**Short problem**
Repeat each entry as written and leave the images out of the copy.

☆ ☆ ☆ ☆ ☆

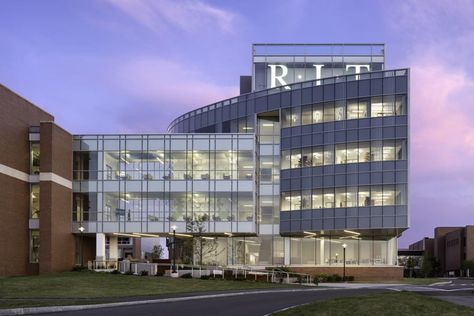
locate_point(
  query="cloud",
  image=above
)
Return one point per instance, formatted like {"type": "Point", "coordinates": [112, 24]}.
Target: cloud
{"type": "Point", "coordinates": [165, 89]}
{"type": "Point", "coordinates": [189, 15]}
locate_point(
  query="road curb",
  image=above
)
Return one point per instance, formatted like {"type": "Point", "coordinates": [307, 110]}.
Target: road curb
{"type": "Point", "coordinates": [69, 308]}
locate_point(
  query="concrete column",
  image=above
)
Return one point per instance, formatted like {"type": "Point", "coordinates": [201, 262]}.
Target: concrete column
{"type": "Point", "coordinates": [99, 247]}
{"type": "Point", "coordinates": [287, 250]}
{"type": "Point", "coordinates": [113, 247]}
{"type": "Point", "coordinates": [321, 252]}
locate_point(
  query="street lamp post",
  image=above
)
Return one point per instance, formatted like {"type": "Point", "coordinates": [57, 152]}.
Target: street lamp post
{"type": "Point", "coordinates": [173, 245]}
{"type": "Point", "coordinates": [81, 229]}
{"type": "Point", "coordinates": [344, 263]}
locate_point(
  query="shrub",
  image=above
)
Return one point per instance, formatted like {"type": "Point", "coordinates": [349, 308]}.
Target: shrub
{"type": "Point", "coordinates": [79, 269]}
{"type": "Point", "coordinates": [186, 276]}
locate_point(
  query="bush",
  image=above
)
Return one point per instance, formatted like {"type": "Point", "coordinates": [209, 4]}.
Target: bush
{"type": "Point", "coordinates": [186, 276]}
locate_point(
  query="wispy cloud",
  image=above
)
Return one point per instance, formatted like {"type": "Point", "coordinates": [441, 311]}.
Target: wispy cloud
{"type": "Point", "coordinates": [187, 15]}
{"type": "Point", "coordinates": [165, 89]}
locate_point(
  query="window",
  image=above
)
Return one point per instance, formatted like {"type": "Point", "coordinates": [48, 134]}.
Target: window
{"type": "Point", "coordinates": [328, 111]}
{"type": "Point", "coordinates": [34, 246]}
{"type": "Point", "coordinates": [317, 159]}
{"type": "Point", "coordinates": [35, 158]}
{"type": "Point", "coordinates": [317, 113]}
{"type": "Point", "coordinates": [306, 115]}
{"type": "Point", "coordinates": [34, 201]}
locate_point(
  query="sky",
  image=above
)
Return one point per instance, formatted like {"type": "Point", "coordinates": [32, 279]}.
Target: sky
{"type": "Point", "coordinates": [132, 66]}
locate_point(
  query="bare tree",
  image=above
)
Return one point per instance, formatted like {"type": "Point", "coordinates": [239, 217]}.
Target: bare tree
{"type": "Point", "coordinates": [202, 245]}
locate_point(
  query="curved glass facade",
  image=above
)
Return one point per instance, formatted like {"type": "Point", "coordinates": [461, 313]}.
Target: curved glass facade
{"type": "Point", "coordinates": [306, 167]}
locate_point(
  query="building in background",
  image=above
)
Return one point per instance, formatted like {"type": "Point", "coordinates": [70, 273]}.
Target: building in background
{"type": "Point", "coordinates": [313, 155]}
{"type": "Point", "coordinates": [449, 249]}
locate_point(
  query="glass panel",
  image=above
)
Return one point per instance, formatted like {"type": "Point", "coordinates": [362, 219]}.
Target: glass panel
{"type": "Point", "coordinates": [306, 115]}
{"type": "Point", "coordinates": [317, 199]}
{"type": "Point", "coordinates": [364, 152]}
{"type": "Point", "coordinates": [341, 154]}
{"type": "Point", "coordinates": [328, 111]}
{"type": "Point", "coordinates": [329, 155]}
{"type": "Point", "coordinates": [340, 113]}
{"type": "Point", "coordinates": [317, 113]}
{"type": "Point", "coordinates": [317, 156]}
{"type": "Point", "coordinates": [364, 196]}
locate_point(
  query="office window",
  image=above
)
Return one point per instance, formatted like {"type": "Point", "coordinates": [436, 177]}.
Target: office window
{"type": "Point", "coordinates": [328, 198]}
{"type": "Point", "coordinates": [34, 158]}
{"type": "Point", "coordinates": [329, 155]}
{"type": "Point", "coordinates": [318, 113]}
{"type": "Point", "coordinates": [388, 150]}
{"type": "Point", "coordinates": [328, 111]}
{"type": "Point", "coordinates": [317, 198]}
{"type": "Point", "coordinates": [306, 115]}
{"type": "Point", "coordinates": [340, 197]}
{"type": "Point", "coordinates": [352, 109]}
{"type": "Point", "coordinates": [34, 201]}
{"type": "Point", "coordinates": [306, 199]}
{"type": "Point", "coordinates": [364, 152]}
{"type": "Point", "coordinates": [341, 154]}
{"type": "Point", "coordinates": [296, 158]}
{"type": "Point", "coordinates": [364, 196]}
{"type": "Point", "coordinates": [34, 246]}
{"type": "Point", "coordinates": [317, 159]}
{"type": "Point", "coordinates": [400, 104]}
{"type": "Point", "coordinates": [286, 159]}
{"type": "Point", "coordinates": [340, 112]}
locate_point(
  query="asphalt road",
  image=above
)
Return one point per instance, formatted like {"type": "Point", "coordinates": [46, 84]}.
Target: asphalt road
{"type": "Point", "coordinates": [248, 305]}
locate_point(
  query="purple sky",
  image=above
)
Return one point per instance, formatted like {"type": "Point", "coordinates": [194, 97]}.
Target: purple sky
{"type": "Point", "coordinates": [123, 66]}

☆ ☆ ☆ ☆ ☆

**Output for this exercise**
locate_point(
  query="cloud",
  image=above
)
Return one point per instance, formatted like {"type": "Point", "coordinates": [112, 24]}.
Target: cloud
{"type": "Point", "coordinates": [165, 89]}
{"type": "Point", "coordinates": [189, 15]}
locate_point(
  query="road curb",
  image=above
)
Return one point per instance, formatted like {"type": "Point", "coordinates": [307, 110]}.
Target: road curb
{"type": "Point", "coordinates": [69, 308]}
locate_point(
  query="concrete column",
  image=above
)
Return one point per instance, formatted like {"type": "Point", "coordinates": [201, 262]}.
Target: concrete column
{"type": "Point", "coordinates": [99, 247]}
{"type": "Point", "coordinates": [287, 250]}
{"type": "Point", "coordinates": [113, 247]}
{"type": "Point", "coordinates": [321, 252]}
locate_point(
  query="street lamp post",
  image=above
)
Return one point per instance, formatted like {"type": "Point", "coordinates": [57, 152]}.
Target: street lamp post
{"type": "Point", "coordinates": [173, 245]}
{"type": "Point", "coordinates": [81, 229]}
{"type": "Point", "coordinates": [344, 263]}
locate_point(
  query="shrub",
  image=above
)
Return one point per instance, formatted like {"type": "Point", "coordinates": [349, 308]}.
Target: shrub
{"type": "Point", "coordinates": [79, 269]}
{"type": "Point", "coordinates": [186, 276]}
locate_point(
  query="bush",
  image=above
)
Return one point per instance, formatted like {"type": "Point", "coordinates": [209, 4]}.
Target: bush
{"type": "Point", "coordinates": [186, 276]}
locate_point(
  query="wispy cloud",
  image=above
)
Return one point per instance, formatted like {"type": "Point", "coordinates": [441, 311]}.
Target: wispy cloud
{"type": "Point", "coordinates": [187, 15]}
{"type": "Point", "coordinates": [165, 89]}
locate_point(
  query="window",
  image=above
)
Return one point per instance, formatted like {"type": "Point", "coordinates": [48, 134]}.
Target: window
{"type": "Point", "coordinates": [328, 111]}
{"type": "Point", "coordinates": [34, 246]}
{"type": "Point", "coordinates": [317, 159]}
{"type": "Point", "coordinates": [35, 158]}
{"type": "Point", "coordinates": [317, 113]}
{"type": "Point", "coordinates": [306, 115]}
{"type": "Point", "coordinates": [34, 201]}
locate_point(
  query="sky",
  image=above
)
Return one point per instance, formatted like {"type": "Point", "coordinates": [32, 279]}.
Target: sky
{"type": "Point", "coordinates": [132, 66]}
locate_point(
  query="bare tree",
  image=above
)
Return one point per instance, formatted like {"type": "Point", "coordinates": [239, 217]}.
Target: bare tree
{"type": "Point", "coordinates": [202, 245]}
locate_point(
  query="curved glass facade",
  image=above
)
Return one point per instance, formatted like {"type": "Point", "coordinates": [461, 313]}.
Target: curved glass facade
{"type": "Point", "coordinates": [306, 167]}
locate_point(
  query="building in background",
  image=above
)
Return one point per instance, formatted like {"type": "Point", "coordinates": [70, 273]}.
Target: building in background
{"type": "Point", "coordinates": [313, 155]}
{"type": "Point", "coordinates": [449, 249]}
locate_point(
  query="glass panel",
  image=above
)
Return one point per instance, formatted like {"type": "Point", "coordinates": [362, 219]}.
Target: glass panel
{"type": "Point", "coordinates": [306, 115]}
{"type": "Point", "coordinates": [317, 199]}
{"type": "Point", "coordinates": [364, 152]}
{"type": "Point", "coordinates": [341, 154]}
{"type": "Point", "coordinates": [328, 111]}
{"type": "Point", "coordinates": [329, 155]}
{"type": "Point", "coordinates": [340, 113]}
{"type": "Point", "coordinates": [317, 113]}
{"type": "Point", "coordinates": [317, 156]}
{"type": "Point", "coordinates": [364, 196]}
locate_point(
  query="office window",
  image=above
)
Return one point per instance, formatted like {"type": "Point", "coordinates": [436, 177]}.
Target: office window
{"type": "Point", "coordinates": [328, 198]}
{"type": "Point", "coordinates": [34, 158]}
{"type": "Point", "coordinates": [329, 155]}
{"type": "Point", "coordinates": [318, 113]}
{"type": "Point", "coordinates": [388, 150]}
{"type": "Point", "coordinates": [328, 111]}
{"type": "Point", "coordinates": [317, 198]}
{"type": "Point", "coordinates": [306, 115]}
{"type": "Point", "coordinates": [340, 197]}
{"type": "Point", "coordinates": [352, 109]}
{"type": "Point", "coordinates": [34, 201]}
{"type": "Point", "coordinates": [306, 199]}
{"type": "Point", "coordinates": [364, 152]}
{"type": "Point", "coordinates": [341, 154]}
{"type": "Point", "coordinates": [296, 158]}
{"type": "Point", "coordinates": [364, 196]}
{"type": "Point", "coordinates": [34, 246]}
{"type": "Point", "coordinates": [317, 159]}
{"type": "Point", "coordinates": [400, 104]}
{"type": "Point", "coordinates": [286, 159]}
{"type": "Point", "coordinates": [340, 112]}
locate_point(
  query="asphalt road",
  image=above
)
Return one point per instance, formatted like {"type": "Point", "coordinates": [46, 84]}.
Target: asphalt road
{"type": "Point", "coordinates": [248, 305]}
locate_point(
  query="purple sky",
  image=above
)
Return one point per instance, formatted like {"type": "Point", "coordinates": [194, 97]}.
Target: purple sky
{"type": "Point", "coordinates": [123, 66]}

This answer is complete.